What is being asked: The expected answer is all of the entries, written out exactly.

Record extracts:
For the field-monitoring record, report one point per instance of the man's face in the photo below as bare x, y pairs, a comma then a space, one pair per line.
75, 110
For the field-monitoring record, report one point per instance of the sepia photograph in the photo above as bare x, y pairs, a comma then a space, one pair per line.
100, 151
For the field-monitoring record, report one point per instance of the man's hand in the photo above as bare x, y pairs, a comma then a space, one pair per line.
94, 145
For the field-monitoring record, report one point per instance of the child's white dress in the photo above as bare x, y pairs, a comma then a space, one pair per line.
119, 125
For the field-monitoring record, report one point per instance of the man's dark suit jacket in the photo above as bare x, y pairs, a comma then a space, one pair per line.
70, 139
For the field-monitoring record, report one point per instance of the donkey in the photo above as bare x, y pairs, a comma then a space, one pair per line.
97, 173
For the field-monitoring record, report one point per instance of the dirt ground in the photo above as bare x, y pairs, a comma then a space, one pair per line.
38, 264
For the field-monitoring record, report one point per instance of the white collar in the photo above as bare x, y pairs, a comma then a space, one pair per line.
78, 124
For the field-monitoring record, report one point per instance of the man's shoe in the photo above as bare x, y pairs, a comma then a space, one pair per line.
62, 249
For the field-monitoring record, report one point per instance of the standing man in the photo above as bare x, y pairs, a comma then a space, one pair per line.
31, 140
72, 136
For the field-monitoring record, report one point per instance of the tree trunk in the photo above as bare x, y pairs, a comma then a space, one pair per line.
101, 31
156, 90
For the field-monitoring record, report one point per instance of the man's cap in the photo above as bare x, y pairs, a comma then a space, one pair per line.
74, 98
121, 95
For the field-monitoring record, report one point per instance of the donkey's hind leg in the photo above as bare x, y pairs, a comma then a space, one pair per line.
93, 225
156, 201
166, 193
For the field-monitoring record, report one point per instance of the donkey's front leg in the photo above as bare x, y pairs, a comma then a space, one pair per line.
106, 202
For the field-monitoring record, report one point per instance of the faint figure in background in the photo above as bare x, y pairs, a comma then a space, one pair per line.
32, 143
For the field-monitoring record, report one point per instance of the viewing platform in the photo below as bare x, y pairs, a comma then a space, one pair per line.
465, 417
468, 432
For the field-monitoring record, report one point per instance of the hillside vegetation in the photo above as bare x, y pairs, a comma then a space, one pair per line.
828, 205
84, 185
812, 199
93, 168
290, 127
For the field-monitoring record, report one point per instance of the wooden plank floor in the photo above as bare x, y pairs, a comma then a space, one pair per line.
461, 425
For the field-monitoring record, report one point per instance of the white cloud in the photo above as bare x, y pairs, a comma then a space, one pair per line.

Response area:
For the field-monitoring record, report one point per instance of the man's face in the photo below as bare x, y pairs, a comma then a space, one pair per line.
75, 110
For the field-monitoring record, report one point per instance of the sepia photograph in the photo above as bare x, y pairs, a comma then a space, one pair per line.
100, 151
For the field-monitoring record, report one point per instance of the man's hand in the photo above as bare x, y pairs, a comma then a space, one pair per line.
94, 145
For the field-monitoring record, report one point per instance of the child's white dress in the photo above as bare x, y pairs, a comma then a space, one pair per line.
119, 125
For the field-monitoring record, report one point per instance of the man's dark suit jacket in the photo above as bare x, y pairs, a comma then a space, one pair per line.
70, 139
For the field-monitoring record, report one point per instance of the donkey in the photo above as bare x, y pairs, a comma then a space, one pair per line.
97, 173
For the field-monitoring record, report one point per instance of the dirt ground in the photo above as bare x, y pairs, a comma then a space, one pair per line.
38, 264
For the field-monitoring record, report one point per instance of the white collar in the photo above as bare x, y pairs, a comma then a space, one pair per line.
78, 124
For the field-monitoring record, report one point per instance of the man's shoe in the photo above as bare x, y pairs, a comma then a space, one pair per line.
62, 249
For the field-monitoring record, report one point per instance of the standing man in the photo above as bare x, y pairs, a comma then a space, one pair per line.
31, 140
72, 136
For the field-monitoring record, report one point per instance of the tree trunk in the photo above as bare x, y pairs, a comma then a space, one pair per line.
101, 31
156, 90
For the field-monitoring record, report one point per instance of the man's cap in the photo above as bare x, y pairs, a comma then a space, one pair per line.
74, 98
121, 95
For the field-monitoring record, report one point per instance of the donkey's hind leg in the photo above as bare x, y pairs, a comma then a space, one pair per line.
93, 225
156, 201
166, 193
For the field-monitoring record, report one point per instance of the donkey's front leg in the photo above as bare x, y pairs, a comma then a space, one pair per line.
106, 202
For the field-monitoring record, report one point per instance of the faint figure in background in the photo above as bare x, y pairs, a comma then a space, one pair per line.
32, 143
For the field-monitoring record, report one point per instance of the viewing platform in the photo below as bare x, y pairs, a comma then a space, one pair per line.
465, 417
468, 432
For the field-monitoring record, report one point per instance of the hillside vegetation in the photo above as bare x, y pairs, a comma then a space, one pair per line.
828, 205
84, 185
812, 199
93, 168
290, 127
For the field-monitoring record, report one point per instance of the wooden plank floor in the photo above as bare x, y pairs, a comma then a space, one pair per line.
461, 425
For the field-monitoring record, report one point per instance of the white cloud in the photo above as bare x, y pairs, a comma then a space, one pair per line.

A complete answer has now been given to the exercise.